◆ **Exercise instructions**:
A faithful, word-for-word transcription of all the data is what is needed.

◆ **Provided information**:

◆ ◆ ◆ ◆ ◆

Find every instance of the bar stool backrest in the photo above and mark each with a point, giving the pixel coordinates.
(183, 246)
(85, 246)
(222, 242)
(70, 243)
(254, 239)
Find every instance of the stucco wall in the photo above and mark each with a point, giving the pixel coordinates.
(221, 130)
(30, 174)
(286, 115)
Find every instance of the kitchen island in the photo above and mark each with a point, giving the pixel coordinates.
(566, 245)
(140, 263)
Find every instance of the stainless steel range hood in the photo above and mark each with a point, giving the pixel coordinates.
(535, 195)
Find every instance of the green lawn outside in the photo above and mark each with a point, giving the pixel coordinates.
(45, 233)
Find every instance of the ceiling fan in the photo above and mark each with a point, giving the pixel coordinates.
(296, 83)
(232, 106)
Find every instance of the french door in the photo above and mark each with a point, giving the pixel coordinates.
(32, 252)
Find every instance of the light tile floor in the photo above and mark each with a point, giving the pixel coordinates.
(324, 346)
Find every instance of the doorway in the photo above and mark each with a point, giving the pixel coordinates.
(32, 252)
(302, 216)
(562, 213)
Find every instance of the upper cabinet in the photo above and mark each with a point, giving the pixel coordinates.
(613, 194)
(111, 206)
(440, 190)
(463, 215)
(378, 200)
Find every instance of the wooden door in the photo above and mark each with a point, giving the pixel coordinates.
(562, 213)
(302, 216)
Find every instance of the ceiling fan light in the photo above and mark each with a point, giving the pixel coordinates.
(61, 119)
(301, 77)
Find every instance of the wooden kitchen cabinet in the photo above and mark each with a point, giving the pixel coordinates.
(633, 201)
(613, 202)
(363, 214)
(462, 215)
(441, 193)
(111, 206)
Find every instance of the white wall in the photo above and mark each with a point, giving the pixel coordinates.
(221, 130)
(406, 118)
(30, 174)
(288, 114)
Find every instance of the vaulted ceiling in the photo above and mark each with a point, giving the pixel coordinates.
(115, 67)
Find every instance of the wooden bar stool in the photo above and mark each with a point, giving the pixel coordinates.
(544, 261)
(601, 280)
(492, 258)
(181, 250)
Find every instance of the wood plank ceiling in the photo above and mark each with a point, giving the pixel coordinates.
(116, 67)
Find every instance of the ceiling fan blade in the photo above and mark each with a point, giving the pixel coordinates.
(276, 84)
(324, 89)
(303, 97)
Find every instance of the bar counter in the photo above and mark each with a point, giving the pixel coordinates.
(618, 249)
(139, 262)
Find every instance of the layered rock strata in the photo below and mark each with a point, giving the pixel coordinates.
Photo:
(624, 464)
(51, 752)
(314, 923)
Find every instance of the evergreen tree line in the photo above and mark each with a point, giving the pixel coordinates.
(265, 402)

◆ ◆ ◆ ◆ ◆

◆ **Written reply**:
Find every instance of the bar stool backrest in the photo above and mark each with a point, giving the pixel coordinates.
(183, 246)
(85, 246)
(222, 242)
(70, 243)
(254, 239)
Find every instance of the stucco wall in the photo above and mark each with a point, giving the pixel coordinates.
(221, 130)
(30, 174)
(286, 115)
Find every instance of the kitchen island in the photo above and mark each with a point, giving the pixel coordinates.
(566, 245)
(140, 263)
Find every instance of the stainless steel range hood in the photo above and mark each with a point, giving the pixel coordinates.
(535, 195)
Find every instance of the green lawn outside in the photo above and mark each with a point, giving the pixel coordinates.
(45, 233)
Find every instance of the ceiling fan in the photo above and mark each with a point, giving the pixel coordinates.
(296, 83)
(232, 106)
Find every instance of the french door in the photo above and mark each with a point, giving the pixel coordinates.
(32, 252)
Find every instance of the light tile floor in the photo above and mark each with a point, giving the pixel coordinates.
(324, 346)
Find every instance of the doorway in the photo above and mark each with a point, giving the pixel coordinates.
(32, 252)
(302, 216)
(562, 213)
Find every instance of the upper cabinet in the photo above and mark each with a point, giving the pixel coordinates.
(613, 194)
(111, 206)
(440, 190)
(463, 215)
(378, 200)
Find every instance of the wooden door in the photo above and mark each with a point, giving the pixel coordinates.
(562, 213)
(302, 216)
Find every instance of the ceiling fan light in the photo above and mark each with a point, giving the pixel coordinates.
(61, 119)
(301, 77)
Find every instance of the wooden kitchen cabinet in the photo above and mark each with a point, giving the pixel coordinates.
(633, 201)
(613, 202)
(363, 214)
(462, 215)
(441, 193)
(111, 206)
Find every instance of the white wall in the photo above and mark each with a point, giving the pixel coordinates.
(221, 130)
(406, 118)
(30, 174)
(288, 114)
Find every instance of the vaulted ceiling in the photo above and mark each with a point, giving the pixel coordinates.
(115, 67)
Find every instance of the wooden bar stool in the photo above and mark each with a point, giving the pixel coordinates.
(544, 261)
(601, 280)
(492, 258)
(181, 250)
Find every instance of the wood plank ceiling in the photo above and mark each with a point, giving the pixel coordinates.
(116, 67)
Find every instance of the ceiling fan blade in the photo above and mark each with a point, giving the pixel coordinates.
(276, 84)
(324, 89)
(303, 97)
Find every instance of the bar counter in the photo above and mark each with a point, giving the pixel coordinates.
(618, 249)
(139, 262)
Find every instance of the layered rock strata in the photo below and mark each with a point, giving the pixel coordinates.
Photo:
(624, 464)
(51, 752)
(314, 923)
Find every instance of the evergreen tree line in the photo above and mark each with a point, giving the pixel coordinates.
(265, 402)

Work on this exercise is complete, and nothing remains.